• Task item: Nothing but the lines from the one containing "Target: bokeh background" through the one containing "Target: orchard background", both included, should be given again, each exactly as written below.

[Point-per-instance localization data]

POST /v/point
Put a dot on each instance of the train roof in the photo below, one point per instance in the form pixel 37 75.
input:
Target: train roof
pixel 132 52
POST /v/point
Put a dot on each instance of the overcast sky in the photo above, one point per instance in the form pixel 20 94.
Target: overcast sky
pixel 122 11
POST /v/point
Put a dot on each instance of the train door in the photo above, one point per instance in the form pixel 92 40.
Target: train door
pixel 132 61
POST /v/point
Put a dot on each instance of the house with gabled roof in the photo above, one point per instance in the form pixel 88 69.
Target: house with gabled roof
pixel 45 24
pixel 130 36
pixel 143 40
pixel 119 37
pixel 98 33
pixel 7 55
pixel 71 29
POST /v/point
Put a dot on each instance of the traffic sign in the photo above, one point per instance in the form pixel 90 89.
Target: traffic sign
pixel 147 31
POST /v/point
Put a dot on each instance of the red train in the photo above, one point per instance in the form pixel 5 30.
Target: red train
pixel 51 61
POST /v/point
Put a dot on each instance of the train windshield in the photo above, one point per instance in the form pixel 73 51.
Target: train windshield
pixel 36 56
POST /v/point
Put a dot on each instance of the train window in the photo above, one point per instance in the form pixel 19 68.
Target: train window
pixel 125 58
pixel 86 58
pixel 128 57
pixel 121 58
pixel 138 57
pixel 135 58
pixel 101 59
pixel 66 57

--

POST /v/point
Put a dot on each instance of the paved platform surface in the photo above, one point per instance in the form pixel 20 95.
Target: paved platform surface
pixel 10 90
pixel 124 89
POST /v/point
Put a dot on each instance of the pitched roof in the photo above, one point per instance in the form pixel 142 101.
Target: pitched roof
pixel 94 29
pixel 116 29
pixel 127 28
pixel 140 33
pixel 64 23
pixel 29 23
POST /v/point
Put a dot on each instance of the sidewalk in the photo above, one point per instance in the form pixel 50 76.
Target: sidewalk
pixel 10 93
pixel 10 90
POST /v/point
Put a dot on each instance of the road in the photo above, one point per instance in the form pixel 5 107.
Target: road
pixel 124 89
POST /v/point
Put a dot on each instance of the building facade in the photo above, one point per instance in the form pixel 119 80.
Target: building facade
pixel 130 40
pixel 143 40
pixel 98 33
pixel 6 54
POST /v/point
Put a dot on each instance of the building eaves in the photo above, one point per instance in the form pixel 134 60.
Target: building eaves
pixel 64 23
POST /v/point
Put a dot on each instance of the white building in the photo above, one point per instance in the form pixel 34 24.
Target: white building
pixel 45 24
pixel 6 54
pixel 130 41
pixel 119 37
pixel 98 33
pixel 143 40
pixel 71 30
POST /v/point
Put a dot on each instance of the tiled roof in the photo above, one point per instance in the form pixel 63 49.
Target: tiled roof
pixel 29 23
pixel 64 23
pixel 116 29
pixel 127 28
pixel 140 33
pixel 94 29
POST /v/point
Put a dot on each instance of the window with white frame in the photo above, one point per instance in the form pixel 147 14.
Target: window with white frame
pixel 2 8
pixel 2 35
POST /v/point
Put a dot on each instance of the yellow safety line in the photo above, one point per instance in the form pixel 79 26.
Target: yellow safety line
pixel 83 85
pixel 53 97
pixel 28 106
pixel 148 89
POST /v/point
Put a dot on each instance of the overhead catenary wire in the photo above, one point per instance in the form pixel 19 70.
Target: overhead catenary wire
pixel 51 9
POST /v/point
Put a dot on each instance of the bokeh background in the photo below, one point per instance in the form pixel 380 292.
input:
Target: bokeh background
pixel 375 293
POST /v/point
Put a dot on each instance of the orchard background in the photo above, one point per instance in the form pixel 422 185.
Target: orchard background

• Problem solution:
Target: bokeh background
pixel 375 293
POST /v/point
Put a dot on each instance of the orchard background in the photo above, one point per instance in the form pixel 422 185.
Target: orchard background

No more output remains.